• **WRITTEN INSTRUCTION**: Set down every record once more, exactly as given.
____________________
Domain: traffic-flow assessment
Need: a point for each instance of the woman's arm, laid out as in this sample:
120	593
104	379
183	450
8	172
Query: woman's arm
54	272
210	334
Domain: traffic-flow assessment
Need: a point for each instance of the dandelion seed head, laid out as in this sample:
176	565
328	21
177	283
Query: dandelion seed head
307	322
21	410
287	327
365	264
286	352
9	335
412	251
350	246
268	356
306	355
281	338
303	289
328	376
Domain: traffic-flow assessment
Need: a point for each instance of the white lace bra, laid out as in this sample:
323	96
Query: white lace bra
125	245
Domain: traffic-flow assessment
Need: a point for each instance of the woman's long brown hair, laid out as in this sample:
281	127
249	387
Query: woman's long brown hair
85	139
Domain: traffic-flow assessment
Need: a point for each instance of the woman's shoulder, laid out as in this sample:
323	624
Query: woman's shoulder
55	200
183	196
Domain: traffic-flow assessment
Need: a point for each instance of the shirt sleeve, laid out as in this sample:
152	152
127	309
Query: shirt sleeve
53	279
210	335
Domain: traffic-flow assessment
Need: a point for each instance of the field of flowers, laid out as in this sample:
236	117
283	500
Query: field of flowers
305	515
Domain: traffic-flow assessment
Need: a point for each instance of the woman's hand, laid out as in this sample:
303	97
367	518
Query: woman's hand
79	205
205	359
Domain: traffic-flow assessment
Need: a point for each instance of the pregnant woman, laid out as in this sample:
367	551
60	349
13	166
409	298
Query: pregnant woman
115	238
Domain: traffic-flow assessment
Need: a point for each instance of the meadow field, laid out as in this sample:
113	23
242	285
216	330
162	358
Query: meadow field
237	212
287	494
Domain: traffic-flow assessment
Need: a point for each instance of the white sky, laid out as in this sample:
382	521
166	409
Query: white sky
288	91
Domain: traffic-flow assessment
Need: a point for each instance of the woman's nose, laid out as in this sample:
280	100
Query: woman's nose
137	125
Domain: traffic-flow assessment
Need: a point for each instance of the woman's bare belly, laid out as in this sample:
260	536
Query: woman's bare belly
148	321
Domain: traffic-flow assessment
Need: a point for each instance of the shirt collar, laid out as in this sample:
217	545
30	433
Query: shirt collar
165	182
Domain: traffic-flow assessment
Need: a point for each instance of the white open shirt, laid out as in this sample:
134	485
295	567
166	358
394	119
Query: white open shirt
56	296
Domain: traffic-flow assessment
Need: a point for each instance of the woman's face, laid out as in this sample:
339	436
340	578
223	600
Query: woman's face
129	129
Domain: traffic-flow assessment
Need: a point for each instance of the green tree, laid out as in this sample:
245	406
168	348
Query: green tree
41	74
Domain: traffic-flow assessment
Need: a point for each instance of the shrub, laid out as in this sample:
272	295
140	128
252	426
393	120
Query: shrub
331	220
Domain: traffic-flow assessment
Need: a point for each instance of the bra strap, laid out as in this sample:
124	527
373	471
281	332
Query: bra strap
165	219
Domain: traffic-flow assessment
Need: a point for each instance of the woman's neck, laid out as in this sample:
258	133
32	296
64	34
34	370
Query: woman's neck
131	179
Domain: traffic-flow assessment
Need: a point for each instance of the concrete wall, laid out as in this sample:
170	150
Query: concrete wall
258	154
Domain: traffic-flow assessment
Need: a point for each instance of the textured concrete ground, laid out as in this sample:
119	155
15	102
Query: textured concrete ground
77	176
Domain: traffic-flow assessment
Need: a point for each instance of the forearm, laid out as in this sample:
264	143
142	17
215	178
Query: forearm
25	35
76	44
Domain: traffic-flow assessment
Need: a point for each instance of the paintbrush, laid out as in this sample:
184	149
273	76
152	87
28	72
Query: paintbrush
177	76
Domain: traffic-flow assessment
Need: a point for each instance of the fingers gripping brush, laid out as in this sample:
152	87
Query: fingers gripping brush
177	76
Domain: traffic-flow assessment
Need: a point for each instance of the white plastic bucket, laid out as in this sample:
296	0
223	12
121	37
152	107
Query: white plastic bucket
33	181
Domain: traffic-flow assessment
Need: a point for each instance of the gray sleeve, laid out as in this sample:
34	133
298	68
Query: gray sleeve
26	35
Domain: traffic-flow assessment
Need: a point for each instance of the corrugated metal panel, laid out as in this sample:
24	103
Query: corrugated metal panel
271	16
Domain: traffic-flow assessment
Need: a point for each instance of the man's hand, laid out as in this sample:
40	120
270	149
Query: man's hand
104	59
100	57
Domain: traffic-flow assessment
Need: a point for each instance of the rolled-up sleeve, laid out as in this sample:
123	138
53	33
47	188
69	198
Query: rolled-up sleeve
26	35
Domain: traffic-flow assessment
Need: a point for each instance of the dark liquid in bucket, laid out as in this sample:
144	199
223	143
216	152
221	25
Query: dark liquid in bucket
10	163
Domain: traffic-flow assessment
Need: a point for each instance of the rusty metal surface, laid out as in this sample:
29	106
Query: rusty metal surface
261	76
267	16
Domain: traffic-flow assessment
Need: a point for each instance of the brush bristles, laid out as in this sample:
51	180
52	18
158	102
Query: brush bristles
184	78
____________________
• **THE OUTPUT**:
Domain: traffic-flow assessment
Need: a point for each instance of the woman's arm, laid out as in this sample:
120	593
104	379
183	450
8	172
Query: woman's arm
54	272
210	334
Domain: traffic-flow assessment
Need: a point for each instance of the dandelion seed head, laid out as in this sample:
176	565
328	21
177	283
Query: dandelion seed head
307	322
21	410
287	327
365	264
286	352
9	335
412	251
350	246
268	356
306	355
281	338
303	289
328	376
Domain: traffic-flow assessment
Need: a point for each instance of the white lace bra, laid out as in this sample:
323	96
Query: white lace bra
125	245
Domain: traffic-flow assessment
Need: a point for each instance of the woman's long brown hair, laid out as in this sample:
281	127
249	387
Query: woman's long brown hair
85	139
Domain: traffic-flow assessment
Need: a point for each instance of the woman's shoulder, laid out as in this sample:
323	624
Query: woman's shoulder
55	200
183	196
Domain: traffic-flow assessment
Need: a point for each instance of the shirt sleeve, laid out as in this sample:
152	152
127	309
Query: shirt sleeve
53	279
210	335
Domain: traffic-flow assessment
Need: a point for each instance of the field of flowers, laid out as in this sample:
236	117
283	500
Query: field of flowers
305	515
Domain: traffic-flow assessment
Need: a point for each instance of the woman's hand, laid out as in this sample:
303	97
367	518
Query: woman's hand
79	205
205	359
Domain: traffic-flow assessment
Need: a point for each instance of the pregnant woman, laid out as in this sample:
367	551
60	349
13	166
409	298
Query: pregnant woman
115	238
Domain: traffic-flow assessment
Need: a point for each instance of the meadow field, laid out as in this sample:
113	23
242	285
216	330
162	358
Query: meadow field
237	212
287	494
Domain: traffic-flow assessment
Need: a point for each instance of the white sky, laid out as in this sample:
382	521
166	409
Query: white sky
288	91
Domain: traffic-flow assessment
Need: a point for each instance of the woman's nose, laid out as in this sample:
280	100
Query: woman's nose
137	125
Domain: traffic-flow assessment
Need: a point for each instance of the woman's bare belly, laid out as in this sample:
260	536
Query: woman's bare belly
148	321
Domain: traffic-flow assessment
Need: a point for each instance of the shirt collar, laid out as in this sample:
217	545
30	433
Query: shirt collar
165	182
Domain: traffic-flow assessment
Need: a point for each instance of the white open shirt, laid out as in this sample:
134	485
295	567
166	358
394	119
Query: white open shirt
56	296
Domain: traffic-flow assessment
Need: a point for each instance of the woman's face, laid out as in this sample:
339	436
340	578
223	600
Query: woman's face
129	129
Domain: traffic-flow assessment
Need: a point for each instance of the green tree, laid out as in this sample:
245	406
168	348
Query: green tree
41	74
Domain: traffic-flow assessment
Need: a point for each instance of the shrub, laid out as in this sample:
272	295
140	128
252	426
393	120
Query: shrub
331	220
Domain: traffic-flow assessment
Need: a point for each instance of the bra strap, laid out as in this sample:
124	527
373	471
281	332
Query: bra strap
165	219
Domain: traffic-flow assessment
Need: a point for each instance of the woman's neck, laid out as in this sample:
258	133
32	296
64	34
34	370
Query: woman's neck
131	179
Domain: traffic-flow assessment
Need: a point for each instance of the concrete wall, laid out as in this sample:
170	150
Query: concrete wall
258	154
Domain: traffic-flow assessment
Need: a point for each instance of the textured concrete ground, laid out as in this sample:
119	155
15	102
Query: textured concrete ground
77	176
Domain: traffic-flow assessment
Need: a point for each instance of the forearm, laid out as in this sample:
264	143
142	17
215	178
Query: forearm
25	35
76	44
Domain: traffic-flow assessment
Need: a point for each instance of the paintbrush, laid out as in this sample:
184	149
273	76
152	87
28	72
Query: paintbrush
177	76
Domain: traffic-flow assessment
Need: a point for each instance of the fingers gripping brush, laid out as in this sample:
152	87
Query: fingers gripping brush
177	76
Domain: traffic-flow assessment
Need: a point for each instance of the white plastic bucket, laid out as in this sample:
296	0
223	12
121	37
152	107
Query: white plastic bucket
33	181
Domain: traffic-flow assessment
Need: a point for each instance of the gray sleeve, laid out as in this sample:
34	133
298	68
Query: gray sleeve
26	35
Domain: traffic-flow assessment
Need: a point for each instance of the corrugated metal panel, laid out as in this sample:
24	103
Query: corrugated metal panel
271	16
Domain: traffic-flow assessment
Need: a point for each instance of the man's hand, laid out as in this sample:
40	120
270	149
Query: man's hand
104	59
100	57
Domain: traffic-flow assessment
Need: a point for each instance of the rolled-up sleeve, laid out as in this sample:
123	138
53	33
47	188
69	198
Query: rolled-up sleeve
26	35
Domain: traffic-flow assessment
Need: a point for each instance of the dark liquid in bucket, laid out as in this sample:
144	199
223	143
216	152
221	25
Query: dark liquid in bucket
10	163
Domain: traffic-flow assessment
Need: a point for each instance of the rusty metal surface, laid out as in this sample:
29	106
Query: rusty metal surface
261	76
267	16
Domain: traffic-flow assessment
Need: a point for each instance of the brush bristles, laid out as in this sample:
51	180
52	18
158	102
Query: brush bristles
184	78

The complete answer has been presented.